→ Exercise 1:
Answer these questions about the passage on recovered businesses:
(a) Which group made Marcelo Iurcovich look like its apprentice?
(b) What kind of business was Chilavert?
(c) In whose files were the names of Bauen and Chilavert already held?
→ Exercise 2:
Retype the part of the passage on recovered businesses starting at "The maneuvers of" and ending at "like its apprentice.".
→ Exercise 3:
Write what comes next in the passage on recovered businesses, picking up after its final sentence.

→ Selected extract:
☆ ☆ ☆ ☆ ☆

The maneuvers of chaining firms that are bought and sold as a way to hide the true owners and the source of their capital, getting loans from public banks and never paying them, using debt waivers or transfers to the State, and filing lawsuits against the State to obstruct investigations (something like a thief shouting “stop, thief”), are typical tricks used by which business groups of the so-called “contractor homeland” to grow at the expense of the public treasury, and get rich without risking more than a minimal portion of their capital (if any). The Iurcoviches are no exception, but almost an minor player compared with the Macri group, which made constant use of this modus operandi1 and made Marcelo Iurcovich look like its apprentice.
These kinds of maneuvers, not coincidentally, are the backstory to several businesses later recovered by their workers, with the BANADE (and the workers who were cheated and left unemployed) playing the role of the figurehead on the prow of the State’s ship of fools. The stories of the recovered businesses usually run together through bonds of solidarity established between workers at the various businesses during recovery. But long before, back when they worked under orders from their bosses, many of the pre-existing businesses, unknown to their employees, already shared certain elements that shaped the economic and financial flows in this stage of the recent economic history of the country. Bauen workers recovered the hotel after hearing the story of Chilavert, a recovered print shop, in a meeting convened by the printers and held in their shop, but the names of both businesses were already in the files of the National Bank of Development, where the loans granted to the owners who exploited them were held.

☆ ☆ ☆ ☆ ☆

A block of data
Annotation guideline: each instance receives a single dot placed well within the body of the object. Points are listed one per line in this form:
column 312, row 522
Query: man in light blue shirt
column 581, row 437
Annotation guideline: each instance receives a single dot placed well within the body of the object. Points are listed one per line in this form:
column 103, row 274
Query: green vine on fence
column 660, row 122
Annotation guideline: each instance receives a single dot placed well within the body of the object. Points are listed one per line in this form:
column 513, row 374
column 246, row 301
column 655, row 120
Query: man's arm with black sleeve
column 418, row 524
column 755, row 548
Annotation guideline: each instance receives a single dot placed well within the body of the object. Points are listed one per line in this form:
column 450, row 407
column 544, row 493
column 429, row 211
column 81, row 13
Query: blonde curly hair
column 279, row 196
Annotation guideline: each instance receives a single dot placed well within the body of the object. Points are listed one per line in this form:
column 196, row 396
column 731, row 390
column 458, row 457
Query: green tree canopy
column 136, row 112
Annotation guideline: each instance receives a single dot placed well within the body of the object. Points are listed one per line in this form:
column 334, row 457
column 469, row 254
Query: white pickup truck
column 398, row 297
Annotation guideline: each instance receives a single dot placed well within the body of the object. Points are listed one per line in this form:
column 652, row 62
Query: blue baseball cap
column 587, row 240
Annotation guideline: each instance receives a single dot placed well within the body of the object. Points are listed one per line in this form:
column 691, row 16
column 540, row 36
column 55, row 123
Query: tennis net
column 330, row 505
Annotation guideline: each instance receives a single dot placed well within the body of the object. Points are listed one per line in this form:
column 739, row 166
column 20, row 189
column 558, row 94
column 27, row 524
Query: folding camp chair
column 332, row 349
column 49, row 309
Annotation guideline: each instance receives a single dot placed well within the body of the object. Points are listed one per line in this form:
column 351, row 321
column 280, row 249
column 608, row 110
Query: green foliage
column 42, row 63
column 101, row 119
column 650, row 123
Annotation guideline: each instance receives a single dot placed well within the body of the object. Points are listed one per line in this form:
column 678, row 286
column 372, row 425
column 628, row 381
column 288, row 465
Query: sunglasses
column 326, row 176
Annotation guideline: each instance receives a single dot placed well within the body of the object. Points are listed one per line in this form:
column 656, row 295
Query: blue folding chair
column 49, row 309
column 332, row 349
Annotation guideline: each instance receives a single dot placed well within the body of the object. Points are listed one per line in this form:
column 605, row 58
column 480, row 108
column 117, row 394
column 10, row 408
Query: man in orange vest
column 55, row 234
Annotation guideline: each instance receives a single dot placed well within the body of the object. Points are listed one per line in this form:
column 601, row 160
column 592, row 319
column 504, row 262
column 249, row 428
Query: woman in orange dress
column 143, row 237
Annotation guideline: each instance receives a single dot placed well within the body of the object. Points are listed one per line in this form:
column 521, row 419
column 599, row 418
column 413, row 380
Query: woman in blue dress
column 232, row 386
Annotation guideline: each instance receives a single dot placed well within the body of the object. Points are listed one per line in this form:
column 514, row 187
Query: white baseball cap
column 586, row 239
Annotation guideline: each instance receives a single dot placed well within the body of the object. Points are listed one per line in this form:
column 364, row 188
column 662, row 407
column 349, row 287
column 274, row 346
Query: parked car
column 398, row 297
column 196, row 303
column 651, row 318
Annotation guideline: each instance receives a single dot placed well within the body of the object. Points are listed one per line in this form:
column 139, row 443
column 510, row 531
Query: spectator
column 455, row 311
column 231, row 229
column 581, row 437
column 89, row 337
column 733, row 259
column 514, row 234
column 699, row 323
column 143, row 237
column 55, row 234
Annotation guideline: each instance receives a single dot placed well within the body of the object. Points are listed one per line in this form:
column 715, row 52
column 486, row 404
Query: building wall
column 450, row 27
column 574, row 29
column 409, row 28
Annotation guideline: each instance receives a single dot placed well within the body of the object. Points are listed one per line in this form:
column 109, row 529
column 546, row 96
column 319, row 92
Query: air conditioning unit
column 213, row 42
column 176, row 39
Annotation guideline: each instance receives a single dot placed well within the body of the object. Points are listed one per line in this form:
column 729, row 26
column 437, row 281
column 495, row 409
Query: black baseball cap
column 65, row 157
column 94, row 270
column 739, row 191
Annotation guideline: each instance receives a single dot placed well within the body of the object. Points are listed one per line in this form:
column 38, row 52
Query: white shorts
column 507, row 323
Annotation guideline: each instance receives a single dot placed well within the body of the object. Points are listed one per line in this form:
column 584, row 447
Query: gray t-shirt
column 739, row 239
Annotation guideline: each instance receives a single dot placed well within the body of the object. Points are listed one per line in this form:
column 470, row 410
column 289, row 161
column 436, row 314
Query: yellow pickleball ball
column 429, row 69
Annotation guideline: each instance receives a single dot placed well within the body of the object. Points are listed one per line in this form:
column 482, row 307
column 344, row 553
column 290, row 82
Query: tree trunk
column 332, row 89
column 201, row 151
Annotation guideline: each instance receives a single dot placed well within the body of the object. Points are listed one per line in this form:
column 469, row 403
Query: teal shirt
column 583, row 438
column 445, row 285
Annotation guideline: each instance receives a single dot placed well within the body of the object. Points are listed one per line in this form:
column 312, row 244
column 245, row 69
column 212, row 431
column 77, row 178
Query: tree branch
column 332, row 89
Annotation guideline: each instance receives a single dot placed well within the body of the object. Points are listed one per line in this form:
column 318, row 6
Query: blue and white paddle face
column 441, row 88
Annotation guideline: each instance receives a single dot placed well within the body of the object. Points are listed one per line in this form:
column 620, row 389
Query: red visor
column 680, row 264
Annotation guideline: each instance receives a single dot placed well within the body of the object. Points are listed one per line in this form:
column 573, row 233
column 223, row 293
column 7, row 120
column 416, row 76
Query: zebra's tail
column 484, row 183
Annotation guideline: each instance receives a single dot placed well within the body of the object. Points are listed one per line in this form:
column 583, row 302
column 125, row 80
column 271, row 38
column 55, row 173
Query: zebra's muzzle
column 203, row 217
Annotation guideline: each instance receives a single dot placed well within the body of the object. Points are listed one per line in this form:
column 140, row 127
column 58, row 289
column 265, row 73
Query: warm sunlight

☆ ☆ ☆ ☆ ☆

→ Output 1:
(a) The Macri group.
(b) A recovered print shop.
(c) The National Bank of Development.

→ Output 2:
The maneuvers of chaining firms that are bought and sold as a way to hide the true owners and the source of their capital, getting loans from public banks and never paying them, using debt waivers or transfers to the State, and filing lawsuits against the State to obstruct investigations (something like a thief shouting “stop, thief”), are typical tricks used by which business groups of the so-called “contractor homeland” to grow at the expense of the public treasury, and get rich without risking more than a minimal portion of their capital (if any). The Iurcoviches are no exception, but almost an minor player compared with the Macri group, which made constant use of this modus operandi1 and made Marcelo Iurcovich look like its apprentice.

→ Output 3:
A document from 2001 updated the amounts owed in pesos (peso-dollars of convertibility) to the year 2000. The 1,325 debtor companies—quite a crowd—include the following data among the businesses that workers occupied and recovered, or at least tried:
- Bauen SACIC (File 46,414), with a total debt of $85,476,895 and in situation 52
- Viniplast SAIC (File 49,170), with a total debt of $4,383,493 and in situation 5
- Hilanderías M.G. SA (File 49,365), with a total debt of $2,818,226 and in situation 5
- Cerámica Zanon SACIM (File 45,959), with a total debt of $125,739 and in situation 5
- Cerámica Stefani Cutral-có SACIFA (File 46,555), with a total debt of $924,690 and in situation 5
- Gaglianone Est. Printing SACI (File 42,082), with a total debt of $13,669
- Sasetru SACIFIAE (File 28.128), with a total debt of $26.144.239 and situation 6
- Elecrodomésticos Aurora SA (File 33,210), with a total debt of $3,819,984 and in situation 6
- Frigorífico Minguillón SA (File 37,879), with a total debt of $59,733,947 and in situation 6
- Frigorífico Yaguané SACIFA (File 43,104), with a total debt of $42,246,746 and in situation 6.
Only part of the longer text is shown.